▸ YOUR ASSIGNMENT
Check each line of the material, and show the ones that include the word "below".
┌──
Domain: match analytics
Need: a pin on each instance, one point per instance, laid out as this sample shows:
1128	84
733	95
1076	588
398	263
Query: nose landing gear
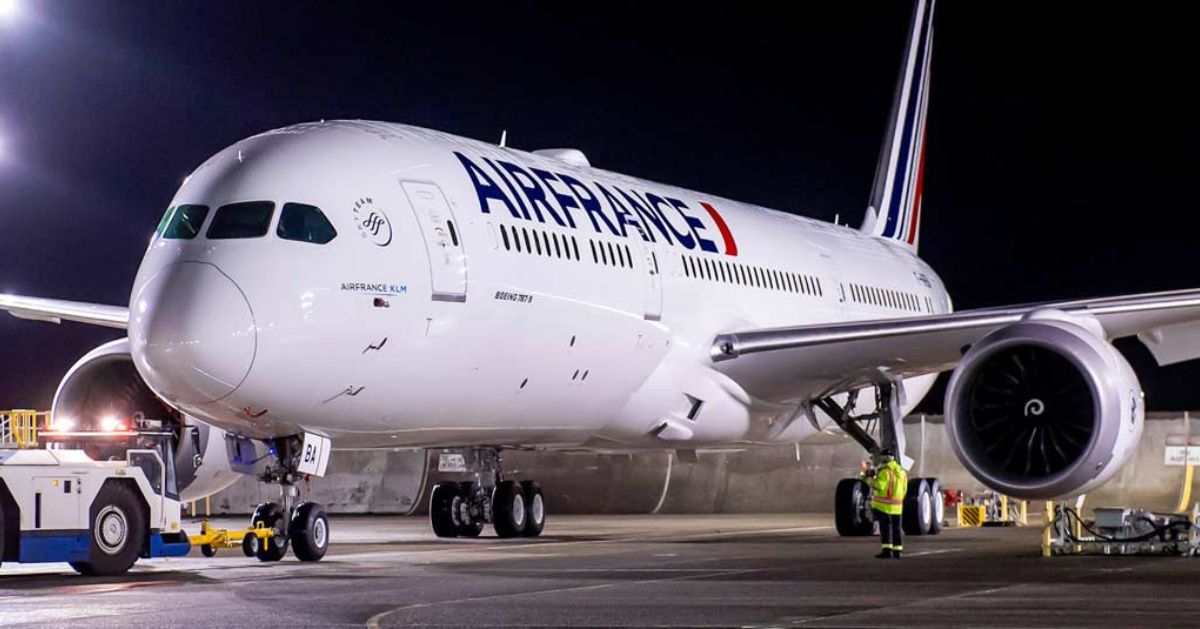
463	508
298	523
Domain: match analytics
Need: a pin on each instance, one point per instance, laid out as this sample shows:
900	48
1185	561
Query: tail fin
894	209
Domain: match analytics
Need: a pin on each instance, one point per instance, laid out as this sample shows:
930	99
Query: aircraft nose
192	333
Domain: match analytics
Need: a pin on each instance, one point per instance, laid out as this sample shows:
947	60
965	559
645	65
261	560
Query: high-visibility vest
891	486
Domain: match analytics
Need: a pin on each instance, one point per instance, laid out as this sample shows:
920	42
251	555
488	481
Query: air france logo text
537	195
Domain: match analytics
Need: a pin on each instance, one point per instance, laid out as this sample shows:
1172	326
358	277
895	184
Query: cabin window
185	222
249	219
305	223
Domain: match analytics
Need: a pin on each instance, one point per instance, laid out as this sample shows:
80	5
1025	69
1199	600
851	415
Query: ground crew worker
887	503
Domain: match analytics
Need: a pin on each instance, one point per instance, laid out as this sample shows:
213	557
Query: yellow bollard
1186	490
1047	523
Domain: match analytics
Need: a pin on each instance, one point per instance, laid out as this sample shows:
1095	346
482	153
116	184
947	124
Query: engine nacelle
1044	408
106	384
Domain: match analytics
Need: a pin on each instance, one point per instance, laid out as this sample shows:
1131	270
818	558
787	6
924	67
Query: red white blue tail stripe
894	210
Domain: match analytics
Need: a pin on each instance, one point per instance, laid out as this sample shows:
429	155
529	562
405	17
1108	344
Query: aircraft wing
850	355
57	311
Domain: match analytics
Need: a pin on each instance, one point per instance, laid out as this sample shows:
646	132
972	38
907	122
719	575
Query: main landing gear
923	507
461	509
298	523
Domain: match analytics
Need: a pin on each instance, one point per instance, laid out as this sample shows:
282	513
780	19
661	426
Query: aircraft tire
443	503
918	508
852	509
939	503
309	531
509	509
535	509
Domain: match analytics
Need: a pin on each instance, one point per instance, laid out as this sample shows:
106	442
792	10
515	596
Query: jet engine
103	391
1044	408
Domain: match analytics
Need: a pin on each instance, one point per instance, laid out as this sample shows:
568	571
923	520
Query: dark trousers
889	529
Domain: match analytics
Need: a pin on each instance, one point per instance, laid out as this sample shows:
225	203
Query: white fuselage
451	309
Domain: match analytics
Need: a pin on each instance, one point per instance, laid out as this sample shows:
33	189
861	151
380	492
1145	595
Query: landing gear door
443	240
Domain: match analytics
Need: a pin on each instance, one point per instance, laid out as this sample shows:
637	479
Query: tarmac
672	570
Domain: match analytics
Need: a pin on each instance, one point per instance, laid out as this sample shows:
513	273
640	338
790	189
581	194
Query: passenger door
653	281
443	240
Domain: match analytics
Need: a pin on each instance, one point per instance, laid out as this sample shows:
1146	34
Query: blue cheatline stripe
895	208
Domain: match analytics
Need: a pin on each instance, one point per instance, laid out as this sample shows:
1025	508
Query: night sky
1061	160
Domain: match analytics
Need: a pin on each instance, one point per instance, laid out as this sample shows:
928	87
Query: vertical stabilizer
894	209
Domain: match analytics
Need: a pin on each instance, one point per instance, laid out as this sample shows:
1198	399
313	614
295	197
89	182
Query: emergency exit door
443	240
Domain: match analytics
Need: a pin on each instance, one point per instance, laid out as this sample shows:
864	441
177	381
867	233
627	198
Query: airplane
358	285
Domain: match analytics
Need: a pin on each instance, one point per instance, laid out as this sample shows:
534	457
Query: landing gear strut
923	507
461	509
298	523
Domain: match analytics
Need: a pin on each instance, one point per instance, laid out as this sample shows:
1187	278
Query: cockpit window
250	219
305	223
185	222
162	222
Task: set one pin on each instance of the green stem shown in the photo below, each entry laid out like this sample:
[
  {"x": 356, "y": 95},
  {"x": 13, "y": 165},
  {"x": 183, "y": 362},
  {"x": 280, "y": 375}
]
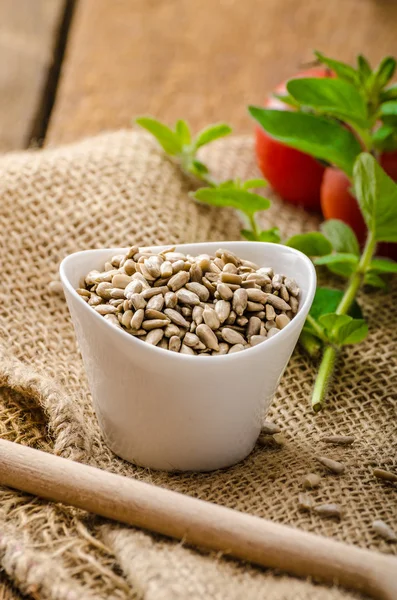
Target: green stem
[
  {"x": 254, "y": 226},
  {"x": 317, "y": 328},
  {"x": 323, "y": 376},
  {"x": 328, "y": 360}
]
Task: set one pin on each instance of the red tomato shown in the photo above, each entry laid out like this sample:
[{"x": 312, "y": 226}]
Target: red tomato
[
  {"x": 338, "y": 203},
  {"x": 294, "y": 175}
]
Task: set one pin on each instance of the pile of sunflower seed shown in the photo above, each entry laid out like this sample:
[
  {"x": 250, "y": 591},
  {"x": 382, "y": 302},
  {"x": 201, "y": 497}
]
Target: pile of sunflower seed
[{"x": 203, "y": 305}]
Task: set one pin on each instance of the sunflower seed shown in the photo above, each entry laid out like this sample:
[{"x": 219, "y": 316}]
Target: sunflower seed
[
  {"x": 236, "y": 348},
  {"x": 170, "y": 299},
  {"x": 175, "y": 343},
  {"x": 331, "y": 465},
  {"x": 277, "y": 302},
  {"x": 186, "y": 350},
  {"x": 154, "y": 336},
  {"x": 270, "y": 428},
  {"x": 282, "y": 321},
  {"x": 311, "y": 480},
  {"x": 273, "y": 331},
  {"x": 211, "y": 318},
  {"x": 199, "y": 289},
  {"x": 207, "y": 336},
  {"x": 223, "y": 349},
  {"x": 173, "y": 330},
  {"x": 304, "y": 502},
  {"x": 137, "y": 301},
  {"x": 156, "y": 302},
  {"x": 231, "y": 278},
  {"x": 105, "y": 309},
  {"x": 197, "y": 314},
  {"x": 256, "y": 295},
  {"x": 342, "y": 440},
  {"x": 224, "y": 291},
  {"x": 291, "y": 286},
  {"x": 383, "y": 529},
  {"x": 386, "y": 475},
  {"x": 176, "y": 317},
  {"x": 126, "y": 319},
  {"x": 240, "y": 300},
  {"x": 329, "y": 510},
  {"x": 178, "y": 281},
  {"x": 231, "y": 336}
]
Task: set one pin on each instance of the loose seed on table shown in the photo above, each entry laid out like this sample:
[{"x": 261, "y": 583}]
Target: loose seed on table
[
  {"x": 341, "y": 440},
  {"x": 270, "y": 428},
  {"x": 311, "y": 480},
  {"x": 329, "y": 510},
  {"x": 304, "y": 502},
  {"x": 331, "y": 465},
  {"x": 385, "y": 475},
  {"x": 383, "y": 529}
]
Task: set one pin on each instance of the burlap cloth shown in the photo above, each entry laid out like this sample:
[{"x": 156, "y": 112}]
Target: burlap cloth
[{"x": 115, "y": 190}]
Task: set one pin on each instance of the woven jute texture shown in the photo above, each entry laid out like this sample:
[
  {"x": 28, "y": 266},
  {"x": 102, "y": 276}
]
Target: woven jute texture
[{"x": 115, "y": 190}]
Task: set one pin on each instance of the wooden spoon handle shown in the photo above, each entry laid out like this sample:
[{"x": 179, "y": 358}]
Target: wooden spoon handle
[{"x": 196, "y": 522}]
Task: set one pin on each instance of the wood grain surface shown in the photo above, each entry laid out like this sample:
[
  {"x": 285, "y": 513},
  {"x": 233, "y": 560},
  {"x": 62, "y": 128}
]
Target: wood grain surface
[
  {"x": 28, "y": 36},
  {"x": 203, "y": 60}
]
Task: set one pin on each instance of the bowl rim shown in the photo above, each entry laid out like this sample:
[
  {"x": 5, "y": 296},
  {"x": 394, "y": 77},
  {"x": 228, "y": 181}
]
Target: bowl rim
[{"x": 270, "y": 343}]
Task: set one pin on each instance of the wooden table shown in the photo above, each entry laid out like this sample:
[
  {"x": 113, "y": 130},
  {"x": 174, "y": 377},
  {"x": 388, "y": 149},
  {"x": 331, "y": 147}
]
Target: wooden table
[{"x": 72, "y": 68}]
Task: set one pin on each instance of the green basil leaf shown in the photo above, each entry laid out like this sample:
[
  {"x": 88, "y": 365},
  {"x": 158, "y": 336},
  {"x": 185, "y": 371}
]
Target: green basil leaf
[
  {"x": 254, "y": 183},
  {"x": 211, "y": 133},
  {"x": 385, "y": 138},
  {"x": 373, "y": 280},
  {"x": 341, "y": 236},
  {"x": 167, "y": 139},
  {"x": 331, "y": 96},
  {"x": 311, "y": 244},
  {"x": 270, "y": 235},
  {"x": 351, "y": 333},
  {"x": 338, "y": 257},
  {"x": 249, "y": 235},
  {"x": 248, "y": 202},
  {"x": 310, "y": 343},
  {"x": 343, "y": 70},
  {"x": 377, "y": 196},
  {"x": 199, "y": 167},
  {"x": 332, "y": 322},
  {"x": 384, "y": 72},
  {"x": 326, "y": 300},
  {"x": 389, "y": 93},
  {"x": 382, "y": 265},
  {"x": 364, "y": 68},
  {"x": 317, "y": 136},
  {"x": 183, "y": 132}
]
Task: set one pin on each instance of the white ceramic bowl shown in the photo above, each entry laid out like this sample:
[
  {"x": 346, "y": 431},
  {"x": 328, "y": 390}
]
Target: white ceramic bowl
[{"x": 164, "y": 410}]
└──
┌──
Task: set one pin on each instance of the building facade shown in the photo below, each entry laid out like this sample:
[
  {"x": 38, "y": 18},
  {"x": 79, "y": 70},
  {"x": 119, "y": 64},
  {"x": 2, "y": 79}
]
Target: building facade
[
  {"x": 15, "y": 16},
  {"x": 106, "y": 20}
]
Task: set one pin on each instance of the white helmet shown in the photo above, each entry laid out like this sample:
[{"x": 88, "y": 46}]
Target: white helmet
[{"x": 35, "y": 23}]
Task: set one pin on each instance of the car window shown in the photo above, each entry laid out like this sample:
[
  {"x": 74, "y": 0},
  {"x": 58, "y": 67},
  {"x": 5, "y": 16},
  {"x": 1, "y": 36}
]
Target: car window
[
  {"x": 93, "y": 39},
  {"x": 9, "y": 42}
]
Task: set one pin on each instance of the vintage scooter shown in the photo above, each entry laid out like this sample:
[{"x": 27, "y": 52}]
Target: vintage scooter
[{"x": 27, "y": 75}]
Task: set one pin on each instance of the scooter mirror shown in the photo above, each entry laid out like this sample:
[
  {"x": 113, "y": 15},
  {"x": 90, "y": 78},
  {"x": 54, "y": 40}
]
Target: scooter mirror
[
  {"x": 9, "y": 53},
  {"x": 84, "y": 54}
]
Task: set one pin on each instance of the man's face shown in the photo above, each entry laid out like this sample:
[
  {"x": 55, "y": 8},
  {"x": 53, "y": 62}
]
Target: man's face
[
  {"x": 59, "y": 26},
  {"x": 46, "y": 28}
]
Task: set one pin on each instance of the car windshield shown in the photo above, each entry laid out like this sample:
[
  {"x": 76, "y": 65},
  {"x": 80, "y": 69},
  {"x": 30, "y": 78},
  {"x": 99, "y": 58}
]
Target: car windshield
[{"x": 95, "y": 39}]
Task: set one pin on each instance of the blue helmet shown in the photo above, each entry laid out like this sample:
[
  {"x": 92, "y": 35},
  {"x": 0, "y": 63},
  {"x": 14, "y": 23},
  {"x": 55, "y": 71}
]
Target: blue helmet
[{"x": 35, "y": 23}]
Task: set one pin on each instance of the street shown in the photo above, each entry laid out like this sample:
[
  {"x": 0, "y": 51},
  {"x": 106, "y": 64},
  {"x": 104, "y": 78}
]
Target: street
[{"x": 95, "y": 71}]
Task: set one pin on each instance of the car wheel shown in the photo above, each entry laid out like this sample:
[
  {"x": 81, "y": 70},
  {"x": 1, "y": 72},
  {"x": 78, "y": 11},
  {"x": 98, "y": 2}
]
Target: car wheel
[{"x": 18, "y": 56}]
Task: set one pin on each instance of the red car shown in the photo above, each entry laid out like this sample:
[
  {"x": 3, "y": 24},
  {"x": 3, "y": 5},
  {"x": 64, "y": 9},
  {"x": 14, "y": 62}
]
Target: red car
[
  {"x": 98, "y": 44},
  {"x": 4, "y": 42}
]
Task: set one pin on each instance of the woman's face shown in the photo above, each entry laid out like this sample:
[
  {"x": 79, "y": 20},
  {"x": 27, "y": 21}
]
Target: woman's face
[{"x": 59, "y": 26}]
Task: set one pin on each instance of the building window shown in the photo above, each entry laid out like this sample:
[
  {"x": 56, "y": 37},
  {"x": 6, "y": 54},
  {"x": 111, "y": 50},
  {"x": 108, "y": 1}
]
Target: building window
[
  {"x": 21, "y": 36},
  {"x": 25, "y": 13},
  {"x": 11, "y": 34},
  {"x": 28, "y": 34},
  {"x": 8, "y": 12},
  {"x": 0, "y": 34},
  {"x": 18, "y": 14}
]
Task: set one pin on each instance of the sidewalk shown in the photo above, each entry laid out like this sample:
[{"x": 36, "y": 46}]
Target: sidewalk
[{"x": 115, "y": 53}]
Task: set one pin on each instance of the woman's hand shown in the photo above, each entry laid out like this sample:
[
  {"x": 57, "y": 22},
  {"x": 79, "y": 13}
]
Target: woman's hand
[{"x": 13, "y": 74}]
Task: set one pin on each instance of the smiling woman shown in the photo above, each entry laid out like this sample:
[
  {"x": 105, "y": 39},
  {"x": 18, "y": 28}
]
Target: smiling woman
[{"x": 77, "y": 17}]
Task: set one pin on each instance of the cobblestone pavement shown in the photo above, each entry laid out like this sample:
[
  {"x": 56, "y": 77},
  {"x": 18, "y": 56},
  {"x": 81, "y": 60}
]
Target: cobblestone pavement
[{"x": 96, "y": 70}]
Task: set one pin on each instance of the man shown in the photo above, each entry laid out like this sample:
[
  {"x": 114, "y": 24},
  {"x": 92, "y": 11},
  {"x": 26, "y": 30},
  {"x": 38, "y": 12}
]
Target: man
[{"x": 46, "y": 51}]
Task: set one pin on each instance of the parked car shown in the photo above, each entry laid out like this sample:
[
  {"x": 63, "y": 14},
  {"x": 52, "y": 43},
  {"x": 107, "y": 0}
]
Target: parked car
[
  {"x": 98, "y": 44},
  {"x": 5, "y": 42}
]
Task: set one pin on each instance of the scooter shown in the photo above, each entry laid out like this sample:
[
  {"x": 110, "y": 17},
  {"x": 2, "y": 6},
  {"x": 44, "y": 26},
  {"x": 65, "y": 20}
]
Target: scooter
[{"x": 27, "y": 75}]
└──
▸ FINAL ANSWER
Task: set one pin on each instance of the green stem shown in the photo below, each entry laid out like this sample:
Task: set one pin on each instance of the building facade shown in the photo below, each entry laid out like this sample:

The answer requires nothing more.